▶ Exercise brief
Update the passage on corporate tax inversions by giving everything from "Companies could start" down to "tax specialists say." again, with "tax specialists" changed to "tax experts".

▶ Source document
+---+
Companies could start looking at inversions again as a way to avoid higher taxes should the Biden administration’s tax-increase plan pass, tax specialists say.
Inversions had a moment in the early 2000s when the top corporate marginal tax rate was 39.6% and other provisions in the tax code made it financially beneficial for U.S. companies to move their headquarters to low-tax countries.
The practice came to be known as inversions because the move typically involved a company merging with a smaller overseas competitor to domicile outside the U.S.
In one of the most well-known such moves, Burger King in 2014 merged with Tim Horton’s, the Canadian fast food franchise based in Toronto, to lower its tax bill by some $275 million a year.
The Minneapolis-based medical device maker Medtronic moved its headquarters to Dublin in 2014 after merging with the smaller Covidien to take advantage of Ireland’s 12.5% corporate tax rate.
+---+
▶ Data section
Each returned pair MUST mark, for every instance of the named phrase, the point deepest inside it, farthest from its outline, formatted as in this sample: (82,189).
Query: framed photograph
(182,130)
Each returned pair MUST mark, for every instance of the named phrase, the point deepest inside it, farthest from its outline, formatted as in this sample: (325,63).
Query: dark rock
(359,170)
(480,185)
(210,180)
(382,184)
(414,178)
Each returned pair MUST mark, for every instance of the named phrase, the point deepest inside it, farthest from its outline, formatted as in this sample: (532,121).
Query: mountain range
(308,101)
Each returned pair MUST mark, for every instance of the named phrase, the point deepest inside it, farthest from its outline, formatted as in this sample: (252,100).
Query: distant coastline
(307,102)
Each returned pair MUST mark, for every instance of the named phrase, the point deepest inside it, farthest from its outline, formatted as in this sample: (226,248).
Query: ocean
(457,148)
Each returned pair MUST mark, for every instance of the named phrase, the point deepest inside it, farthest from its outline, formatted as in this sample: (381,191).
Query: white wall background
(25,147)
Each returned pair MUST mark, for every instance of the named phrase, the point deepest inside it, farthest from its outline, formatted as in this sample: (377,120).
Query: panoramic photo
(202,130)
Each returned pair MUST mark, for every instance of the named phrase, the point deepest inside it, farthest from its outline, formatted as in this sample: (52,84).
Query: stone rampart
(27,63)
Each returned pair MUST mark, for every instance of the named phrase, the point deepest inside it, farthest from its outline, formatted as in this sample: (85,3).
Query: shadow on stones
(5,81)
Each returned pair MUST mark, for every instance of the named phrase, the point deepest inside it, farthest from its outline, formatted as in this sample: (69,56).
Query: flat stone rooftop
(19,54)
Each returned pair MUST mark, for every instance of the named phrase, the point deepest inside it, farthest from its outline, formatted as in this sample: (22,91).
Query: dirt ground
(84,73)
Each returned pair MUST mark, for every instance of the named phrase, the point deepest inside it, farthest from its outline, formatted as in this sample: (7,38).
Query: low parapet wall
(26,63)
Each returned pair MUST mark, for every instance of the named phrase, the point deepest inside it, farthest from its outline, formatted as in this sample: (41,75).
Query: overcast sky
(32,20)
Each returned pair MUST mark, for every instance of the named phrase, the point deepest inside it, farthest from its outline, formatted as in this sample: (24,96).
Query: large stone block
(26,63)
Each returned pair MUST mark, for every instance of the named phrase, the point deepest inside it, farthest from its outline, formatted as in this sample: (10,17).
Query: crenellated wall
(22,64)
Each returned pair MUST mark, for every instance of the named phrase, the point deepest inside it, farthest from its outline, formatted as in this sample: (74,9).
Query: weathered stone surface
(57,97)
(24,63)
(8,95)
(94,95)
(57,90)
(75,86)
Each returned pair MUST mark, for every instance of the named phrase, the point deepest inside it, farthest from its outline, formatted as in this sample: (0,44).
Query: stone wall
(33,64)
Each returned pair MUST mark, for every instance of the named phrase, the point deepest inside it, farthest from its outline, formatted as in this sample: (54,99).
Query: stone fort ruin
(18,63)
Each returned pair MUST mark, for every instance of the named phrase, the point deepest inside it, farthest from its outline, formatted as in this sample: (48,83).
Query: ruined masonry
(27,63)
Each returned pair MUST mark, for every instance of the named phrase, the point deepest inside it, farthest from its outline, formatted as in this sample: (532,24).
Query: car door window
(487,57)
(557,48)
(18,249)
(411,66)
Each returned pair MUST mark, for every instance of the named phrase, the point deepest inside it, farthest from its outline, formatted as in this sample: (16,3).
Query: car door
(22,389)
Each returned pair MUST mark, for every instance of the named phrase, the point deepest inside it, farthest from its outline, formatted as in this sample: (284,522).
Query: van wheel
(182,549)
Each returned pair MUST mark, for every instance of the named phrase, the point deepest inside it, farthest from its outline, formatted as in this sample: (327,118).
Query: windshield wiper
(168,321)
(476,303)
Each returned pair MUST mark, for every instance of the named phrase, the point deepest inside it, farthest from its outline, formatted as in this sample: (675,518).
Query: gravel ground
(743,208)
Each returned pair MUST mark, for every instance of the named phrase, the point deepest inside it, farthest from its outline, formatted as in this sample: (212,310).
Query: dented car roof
+---+
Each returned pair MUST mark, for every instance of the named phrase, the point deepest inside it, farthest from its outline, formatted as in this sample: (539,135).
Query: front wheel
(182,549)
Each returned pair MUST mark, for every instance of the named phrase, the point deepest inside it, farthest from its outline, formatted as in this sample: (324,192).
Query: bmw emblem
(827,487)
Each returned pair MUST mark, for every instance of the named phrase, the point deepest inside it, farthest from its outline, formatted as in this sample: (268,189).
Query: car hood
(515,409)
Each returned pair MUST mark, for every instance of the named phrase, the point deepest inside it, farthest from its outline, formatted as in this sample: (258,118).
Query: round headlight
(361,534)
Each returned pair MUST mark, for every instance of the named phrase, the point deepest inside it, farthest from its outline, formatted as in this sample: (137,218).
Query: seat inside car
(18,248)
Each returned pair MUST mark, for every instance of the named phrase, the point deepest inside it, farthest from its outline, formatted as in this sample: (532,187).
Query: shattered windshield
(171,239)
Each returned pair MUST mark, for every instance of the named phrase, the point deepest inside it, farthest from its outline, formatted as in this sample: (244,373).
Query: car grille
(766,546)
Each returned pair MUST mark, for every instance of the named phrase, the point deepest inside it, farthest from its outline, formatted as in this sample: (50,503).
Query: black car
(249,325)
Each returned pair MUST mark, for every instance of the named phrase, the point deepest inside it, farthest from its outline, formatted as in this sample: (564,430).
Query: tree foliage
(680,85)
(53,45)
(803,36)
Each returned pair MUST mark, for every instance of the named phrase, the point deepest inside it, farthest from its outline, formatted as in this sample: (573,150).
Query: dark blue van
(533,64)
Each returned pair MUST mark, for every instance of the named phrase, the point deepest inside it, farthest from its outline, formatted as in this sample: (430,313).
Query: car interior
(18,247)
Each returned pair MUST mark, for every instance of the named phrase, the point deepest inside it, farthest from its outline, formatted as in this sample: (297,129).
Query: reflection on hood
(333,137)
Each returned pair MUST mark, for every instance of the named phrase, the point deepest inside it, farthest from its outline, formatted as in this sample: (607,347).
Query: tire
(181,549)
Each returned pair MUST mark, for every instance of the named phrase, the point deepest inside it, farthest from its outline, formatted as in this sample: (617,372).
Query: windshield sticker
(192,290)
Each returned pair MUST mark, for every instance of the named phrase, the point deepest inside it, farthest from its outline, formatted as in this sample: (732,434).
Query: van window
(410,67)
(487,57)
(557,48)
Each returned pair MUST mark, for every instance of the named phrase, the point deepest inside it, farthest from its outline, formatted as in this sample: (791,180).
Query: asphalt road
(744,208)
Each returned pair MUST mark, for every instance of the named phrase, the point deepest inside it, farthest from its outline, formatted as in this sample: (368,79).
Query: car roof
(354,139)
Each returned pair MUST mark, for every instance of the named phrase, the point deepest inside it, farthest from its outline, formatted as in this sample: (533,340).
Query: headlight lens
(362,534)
+---+
▶ Exercise result
Companies could start looking at inversions again as a way to avoid higher taxes should the Biden administration’s tax-increase plan pass, tax experts say.